**MATERIAL PROVIDED**:
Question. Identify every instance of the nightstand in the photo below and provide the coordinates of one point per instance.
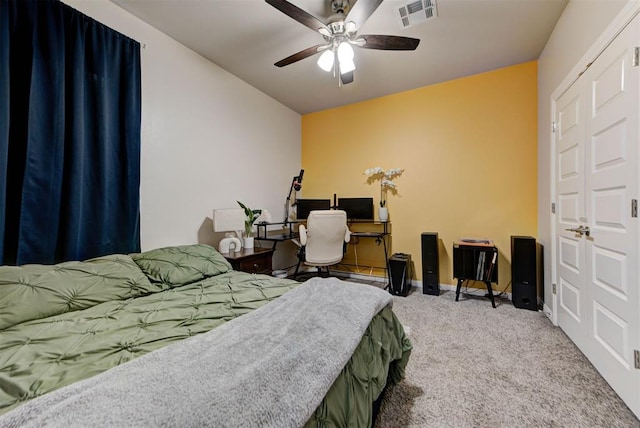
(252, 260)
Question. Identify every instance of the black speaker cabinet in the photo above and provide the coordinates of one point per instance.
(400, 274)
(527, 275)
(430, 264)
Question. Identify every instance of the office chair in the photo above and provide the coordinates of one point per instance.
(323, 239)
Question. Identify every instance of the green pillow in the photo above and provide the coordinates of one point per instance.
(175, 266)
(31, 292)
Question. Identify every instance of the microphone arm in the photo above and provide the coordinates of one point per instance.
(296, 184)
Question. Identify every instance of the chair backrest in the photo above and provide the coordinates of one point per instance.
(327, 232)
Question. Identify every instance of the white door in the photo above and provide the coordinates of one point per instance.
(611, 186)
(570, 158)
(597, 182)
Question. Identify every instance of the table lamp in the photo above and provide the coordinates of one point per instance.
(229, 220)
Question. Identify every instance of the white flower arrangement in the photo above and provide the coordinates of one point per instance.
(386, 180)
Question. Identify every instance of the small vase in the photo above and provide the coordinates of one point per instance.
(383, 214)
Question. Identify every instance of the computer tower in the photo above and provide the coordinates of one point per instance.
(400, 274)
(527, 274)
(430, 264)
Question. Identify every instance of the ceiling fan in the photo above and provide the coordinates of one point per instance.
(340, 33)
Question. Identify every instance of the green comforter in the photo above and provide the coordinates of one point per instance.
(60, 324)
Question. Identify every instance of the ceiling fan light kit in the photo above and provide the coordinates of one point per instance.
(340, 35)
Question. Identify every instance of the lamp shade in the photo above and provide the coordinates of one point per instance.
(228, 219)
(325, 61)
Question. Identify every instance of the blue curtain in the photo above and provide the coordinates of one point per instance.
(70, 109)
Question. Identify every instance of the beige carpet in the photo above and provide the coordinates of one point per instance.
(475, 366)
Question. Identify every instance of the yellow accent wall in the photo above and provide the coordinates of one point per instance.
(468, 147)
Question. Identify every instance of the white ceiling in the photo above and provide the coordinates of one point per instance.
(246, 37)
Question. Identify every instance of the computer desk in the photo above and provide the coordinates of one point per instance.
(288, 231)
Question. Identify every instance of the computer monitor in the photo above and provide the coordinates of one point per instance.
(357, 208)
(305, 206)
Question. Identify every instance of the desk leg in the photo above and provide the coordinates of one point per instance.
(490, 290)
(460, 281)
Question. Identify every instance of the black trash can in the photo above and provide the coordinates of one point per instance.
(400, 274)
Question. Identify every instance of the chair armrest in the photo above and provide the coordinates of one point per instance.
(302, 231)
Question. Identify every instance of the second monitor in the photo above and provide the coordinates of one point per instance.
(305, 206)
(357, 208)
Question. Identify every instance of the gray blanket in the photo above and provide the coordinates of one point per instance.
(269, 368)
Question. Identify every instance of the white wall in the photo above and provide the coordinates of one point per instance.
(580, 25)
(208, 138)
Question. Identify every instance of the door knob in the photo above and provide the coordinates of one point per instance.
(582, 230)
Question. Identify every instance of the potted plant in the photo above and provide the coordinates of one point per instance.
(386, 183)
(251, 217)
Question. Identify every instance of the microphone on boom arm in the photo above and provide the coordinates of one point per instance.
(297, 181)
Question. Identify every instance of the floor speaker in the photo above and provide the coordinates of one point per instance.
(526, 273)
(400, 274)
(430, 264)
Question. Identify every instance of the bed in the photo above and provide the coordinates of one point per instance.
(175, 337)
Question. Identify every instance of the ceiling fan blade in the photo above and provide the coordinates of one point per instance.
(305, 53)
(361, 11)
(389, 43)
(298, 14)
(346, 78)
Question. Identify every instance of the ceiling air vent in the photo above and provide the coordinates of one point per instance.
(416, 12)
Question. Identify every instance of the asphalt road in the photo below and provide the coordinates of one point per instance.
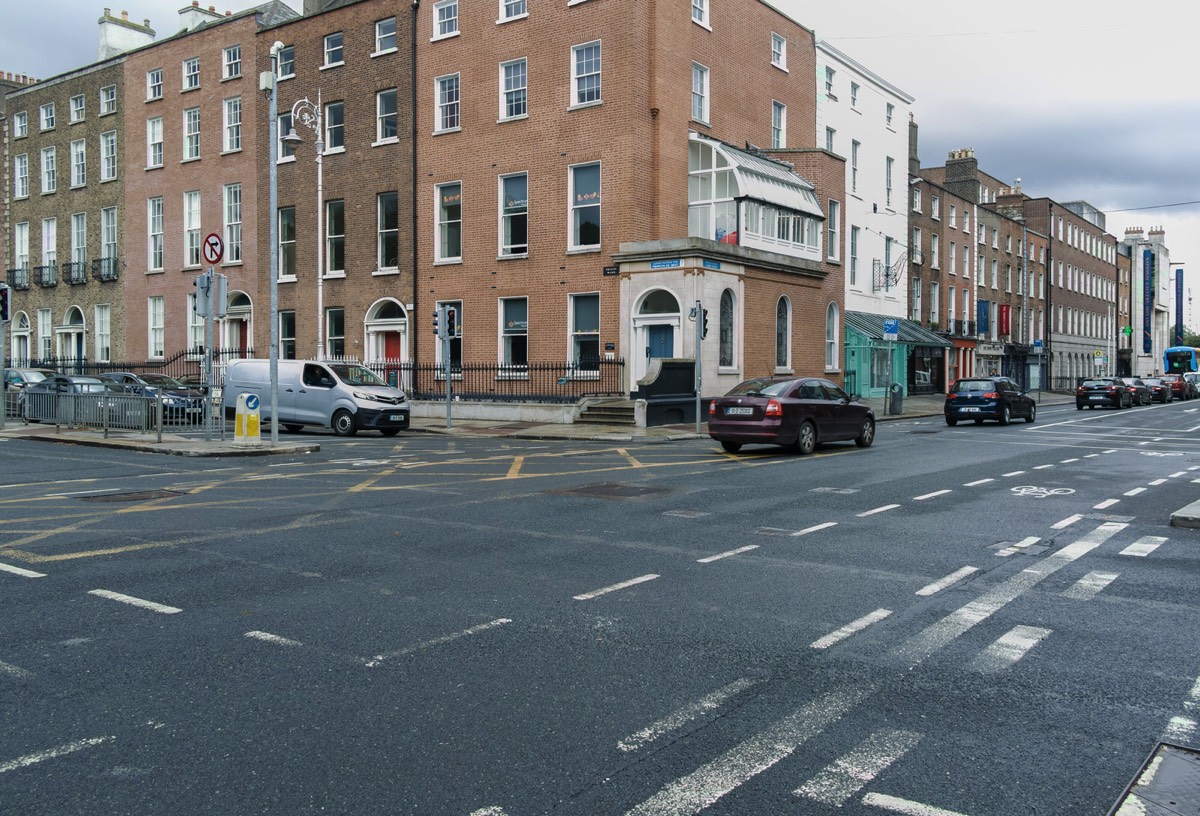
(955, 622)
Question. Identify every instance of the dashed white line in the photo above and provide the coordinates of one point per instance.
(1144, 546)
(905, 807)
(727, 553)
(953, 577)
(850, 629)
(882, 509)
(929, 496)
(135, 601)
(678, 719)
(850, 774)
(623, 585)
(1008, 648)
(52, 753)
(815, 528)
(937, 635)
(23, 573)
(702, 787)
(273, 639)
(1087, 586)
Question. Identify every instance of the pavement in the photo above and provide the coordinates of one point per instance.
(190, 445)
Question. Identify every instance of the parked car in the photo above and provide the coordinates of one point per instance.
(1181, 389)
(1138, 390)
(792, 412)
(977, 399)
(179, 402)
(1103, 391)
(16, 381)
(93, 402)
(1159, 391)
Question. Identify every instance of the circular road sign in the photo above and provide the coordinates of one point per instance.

**AIM**: Can you format all the lines above as a JSON list of strings, one string per line, with blank lines dropped and the pictures left out?

**RESULT**:
[
  "Question. Identify every instance of the nightstand in the photo below and provide the coordinates of one point per instance.",
  "(252, 260)",
  "Question. Identify every instance of the black speaker cabinet in the photo above and provide the coordinates of one point per instance.",
  "(400, 274)",
  "(527, 275)",
  "(430, 264)",
  "Question. Identify every instance of the office chair in the photo above and provide the coordinates of one point per instance.",
  "(323, 239)",
  "Question. Identify every instance of the green pillow in the photo above and provide the coordinates of one point per instance.",
  "(175, 266)",
  "(31, 292)",
  "Question. Identify every instance of the microphone arm in the photo above and provide the coordinates of one point per instance.",
  "(296, 184)",
  "Question. Identify every instance of the chair backrest in the photo above and provide the coordinates of one point per instance.",
  "(327, 232)",
  "Question. Identify every instance of the white door in the photo above and provide the coordinates of one point per instance.",
  "(611, 186)",
  "(570, 158)",
  "(597, 182)",
  "Question. Identify every instance of the table lamp in the photo above and provide the coordinates of one point per instance.",
  "(229, 220)",
  "Question. Identify every instance of the white flower arrangement in the photo above and provide the coordinates of one point per instance.",
  "(386, 180)",
  "Question. Identify every instance of the small vase in the photo above and provide the coordinates of one point per instance.",
  "(383, 214)",
  "Question. Identify every instance of the computer tower in the photo above and provide the coordinates of one point per instance.",
  "(400, 274)",
  "(527, 274)",
  "(430, 264)",
  "Question. Identify every instance of the ceiling fan in the photo above and provide the coordinates of one point per instance.",
  "(340, 33)",
  "Question. Identify every instance of the green comforter in the photo above and provide the coordinates of one point per instance.",
  "(60, 324)",
  "Question. Identify every instance of the ceiling fan light kit in the photo above and provide the coordinates of one point per instance.",
  "(340, 35)",
  "Question. Identify every instance of the lamp shade in the photo above and provide the coordinates of one point per instance.",
  "(228, 219)",
  "(325, 61)",
  "Question. Identify every instance of the blue curtain in the photo above and provide the coordinates of one point per instance.",
  "(70, 109)",
  "Question. Identify every instance of the beige carpet in the photo above and provide the coordinates of one point per instance.",
  "(475, 366)",
  "Question. Identify every instance of the yellow accent wall in the photo above and provide the coordinates of one point per instance.",
  "(468, 147)",
  "Question. Identify every instance of the white ceiling in the photo above and provide the coordinates of one point per instance.",
  "(246, 37)",
  "Question. Identify every instance of the computer desk in the photo above and provide the coordinates of one point per instance.",
  "(288, 231)",
  "Question. Identify every instance of the computer monitor in the photo above and provide the coordinates of one point per instance.",
  "(357, 208)",
  "(305, 206)",
  "Question. Identify every instance of the desk leg in the photo above and provide the coordinates of one point per instance.",
  "(490, 290)",
  "(460, 281)",
  "Question. Identify every instance of the black trash can in the photo above and provide the coordinates of one point per instance.",
  "(400, 274)",
  "Question. Identify every instance of the chair armrest in the photo above and provide the coordinates of one point per instance.",
  "(302, 231)",
  "Question. Identify every instance of the second monitor in the photo above and provide the coordinates of one point per instance.",
  "(305, 206)",
  "(357, 208)",
  "Question. Identify every instance of the gray blanket in the photo above and provide the coordinates of one point per instance.",
  "(269, 368)",
  "Question. Identify every instance of the white wall in the photo above and provide the coordinates of one point per instance.",
  "(580, 25)",
  "(208, 138)",
  "Question. Identify every instance of the door knob in the photo above and provide the coordinates of one point per instance.",
  "(582, 230)",
  "Question. Identify every instance of the potted plant in the photo above and provide the coordinates of one point per instance.",
  "(386, 183)",
  "(251, 217)",
  "Question. Identify every instance of the microphone on boom arm in the photo above and provide the coordinates of one point per instance.",
  "(297, 181)",
  "Question. Identify every instance of the floor speaker in the photo above and provide the coordinates of one point per instance.",
  "(526, 273)",
  "(400, 274)",
  "(430, 264)",
  "Question. Identify every instance of the bed in the photo above and provide the coordinates of one point per instance.",
  "(175, 337)",
  "Question. Identify every instance of the ceiling fan blade in the photo above and provide the coordinates of one point per instance.",
  "(305, 53)",
  "(361, 11)",
  "(389, 43)",
  "(298, 14)",
  "(346, 78)",
  "Question. Identify every instance of the ceiling air vent in the photo above and provide the coordinates of one point per instance.",
  "(416, 12)",
  "Question. Identify every instance of the asphalt road in the photo below and provide the coordinates of one point per instance.",
  "(955, 622)",
  "Question. Identify every instance of the dashed white line in the photo above and provide the coordinates of one point per instance.",
  "(1144, 546)",
  "(905, 807)",
  "(727, 553)",
  "(953, 577)",
  "(850, 629)",
  "(882, 509)",
  "(929, 496)",
  "(135, 601)",
  "(678, 719)",
  "(850, 774)",
  "(623, 585)",
  "(1008, 648)",
  "(52, 753)",
  "(815, 528)",
  "(937, 635)",
  "(23, 573)",
  "(702, 787)",
  "(273, 639)",
  "(1087, 586)",
  "Question. Identify every instance of the pavement in the photo above and provide the coordinates of one point per instance.",
  "(190, 445)",
  "Question. Identify every instance of the parked car in the photo above and provide the coordinates of one point per instance.",
  "(1181, 389)",
  "(1138, 390)",
  "(792, 412)",
  "(977, 399)",
  "(179, 402)",
  "(1103, 391)",
  "(16, 381)",
  "(93, 402)",
  "(1159, 391)",
  "Question. Identify every instance of the circular road sign in the photo above and provide the coordinates of one point per instance."
]